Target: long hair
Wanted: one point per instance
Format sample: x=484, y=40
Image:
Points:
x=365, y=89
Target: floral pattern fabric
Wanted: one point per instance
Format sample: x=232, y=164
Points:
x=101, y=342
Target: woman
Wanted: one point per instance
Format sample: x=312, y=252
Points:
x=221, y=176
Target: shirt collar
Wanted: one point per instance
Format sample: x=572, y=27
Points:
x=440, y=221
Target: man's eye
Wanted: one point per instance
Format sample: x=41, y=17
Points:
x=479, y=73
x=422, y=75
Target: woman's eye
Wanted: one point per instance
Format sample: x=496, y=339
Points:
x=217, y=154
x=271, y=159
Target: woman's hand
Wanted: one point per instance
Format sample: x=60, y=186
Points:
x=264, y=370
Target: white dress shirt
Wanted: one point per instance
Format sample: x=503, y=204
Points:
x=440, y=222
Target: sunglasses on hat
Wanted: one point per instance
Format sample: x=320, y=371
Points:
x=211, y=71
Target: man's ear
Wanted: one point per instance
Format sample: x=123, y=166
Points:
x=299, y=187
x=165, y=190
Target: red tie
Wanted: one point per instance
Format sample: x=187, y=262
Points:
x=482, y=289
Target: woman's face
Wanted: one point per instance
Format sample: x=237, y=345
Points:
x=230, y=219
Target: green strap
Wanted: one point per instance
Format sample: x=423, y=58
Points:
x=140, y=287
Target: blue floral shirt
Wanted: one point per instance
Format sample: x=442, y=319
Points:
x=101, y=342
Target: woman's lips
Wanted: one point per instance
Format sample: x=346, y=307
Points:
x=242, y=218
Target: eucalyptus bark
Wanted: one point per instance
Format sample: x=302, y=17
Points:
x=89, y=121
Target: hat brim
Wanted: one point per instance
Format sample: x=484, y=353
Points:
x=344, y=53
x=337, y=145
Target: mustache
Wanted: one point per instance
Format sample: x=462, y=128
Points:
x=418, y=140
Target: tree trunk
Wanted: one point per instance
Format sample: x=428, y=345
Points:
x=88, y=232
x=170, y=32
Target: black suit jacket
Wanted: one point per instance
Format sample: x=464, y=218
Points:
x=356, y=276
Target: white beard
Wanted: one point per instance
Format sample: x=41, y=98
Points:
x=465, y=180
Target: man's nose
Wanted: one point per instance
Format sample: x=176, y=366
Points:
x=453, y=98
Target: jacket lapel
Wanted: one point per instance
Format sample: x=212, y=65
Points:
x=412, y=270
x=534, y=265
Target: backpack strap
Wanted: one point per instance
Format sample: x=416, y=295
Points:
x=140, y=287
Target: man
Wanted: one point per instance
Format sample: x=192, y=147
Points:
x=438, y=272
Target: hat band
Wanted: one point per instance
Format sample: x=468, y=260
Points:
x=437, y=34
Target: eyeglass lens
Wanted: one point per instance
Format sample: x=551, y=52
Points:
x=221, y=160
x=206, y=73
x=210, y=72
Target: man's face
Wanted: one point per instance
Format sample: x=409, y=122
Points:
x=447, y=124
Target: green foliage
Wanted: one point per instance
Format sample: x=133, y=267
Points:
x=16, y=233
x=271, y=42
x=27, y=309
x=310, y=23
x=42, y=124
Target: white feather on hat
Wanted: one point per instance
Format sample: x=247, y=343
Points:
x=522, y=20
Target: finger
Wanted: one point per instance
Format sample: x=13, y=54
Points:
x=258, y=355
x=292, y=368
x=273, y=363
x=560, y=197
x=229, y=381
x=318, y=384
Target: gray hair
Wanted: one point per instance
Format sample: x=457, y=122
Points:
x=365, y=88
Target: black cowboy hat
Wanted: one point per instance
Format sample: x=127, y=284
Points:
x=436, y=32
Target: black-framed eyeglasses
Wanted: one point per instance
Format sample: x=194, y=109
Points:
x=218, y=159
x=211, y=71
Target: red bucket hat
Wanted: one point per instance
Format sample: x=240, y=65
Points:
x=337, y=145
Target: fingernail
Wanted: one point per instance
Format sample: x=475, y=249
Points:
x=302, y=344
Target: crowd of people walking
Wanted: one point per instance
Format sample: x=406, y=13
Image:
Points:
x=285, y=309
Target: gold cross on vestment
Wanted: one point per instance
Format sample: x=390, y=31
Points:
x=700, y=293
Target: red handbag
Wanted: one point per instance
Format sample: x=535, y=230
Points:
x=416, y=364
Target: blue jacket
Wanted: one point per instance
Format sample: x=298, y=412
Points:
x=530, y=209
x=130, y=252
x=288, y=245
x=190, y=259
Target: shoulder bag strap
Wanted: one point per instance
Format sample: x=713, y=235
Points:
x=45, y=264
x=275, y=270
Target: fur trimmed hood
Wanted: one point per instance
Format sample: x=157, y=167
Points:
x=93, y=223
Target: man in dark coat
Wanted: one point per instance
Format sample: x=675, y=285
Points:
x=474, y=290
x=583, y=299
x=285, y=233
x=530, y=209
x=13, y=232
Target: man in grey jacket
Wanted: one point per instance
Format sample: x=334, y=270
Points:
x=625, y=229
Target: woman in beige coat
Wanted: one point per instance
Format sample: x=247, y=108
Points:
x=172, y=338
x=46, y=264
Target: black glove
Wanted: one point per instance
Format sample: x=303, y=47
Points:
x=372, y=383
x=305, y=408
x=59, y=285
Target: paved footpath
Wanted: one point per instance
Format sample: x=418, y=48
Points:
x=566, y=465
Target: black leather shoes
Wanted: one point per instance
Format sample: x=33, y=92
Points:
---------------
ASSIGNMENT:
Reproduce word for word the material above, beginning with the line that contains "Format sample: x=334, y=270" and ending with the line that contains "Target: paved footpath".

SOLUTION TO THIS PROBLEM:
Format sample: x=334, y=270
Points:
x=625, y=229
Target: woman in beige coat
Wanted: one point per instance
Format sample: x=247, y=108
Points:
x=172, y=338
x=46, y=264
Target: black glove
Wanted: one point per instance
Format sample: x=303, y=47
Points:
x=372, y=383
x=305, y=408
x=59, y=285
Target: paved footpath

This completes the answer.